_What you should do:_
Please replace "yellow" with "blue" throughout the lines below and leave everything else as it is.
>> Begin Input records
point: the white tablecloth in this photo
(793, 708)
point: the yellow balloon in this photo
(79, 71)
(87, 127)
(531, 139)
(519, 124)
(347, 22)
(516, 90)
>> End Input records
_Answer to this task:_
point: the white tablecloth in this photo
(793, 708)
point: the blue balloon in this photo
(79, 71)
(87, 127)
(531, 139)
(519, 124)
(347, 22)
(516, 90)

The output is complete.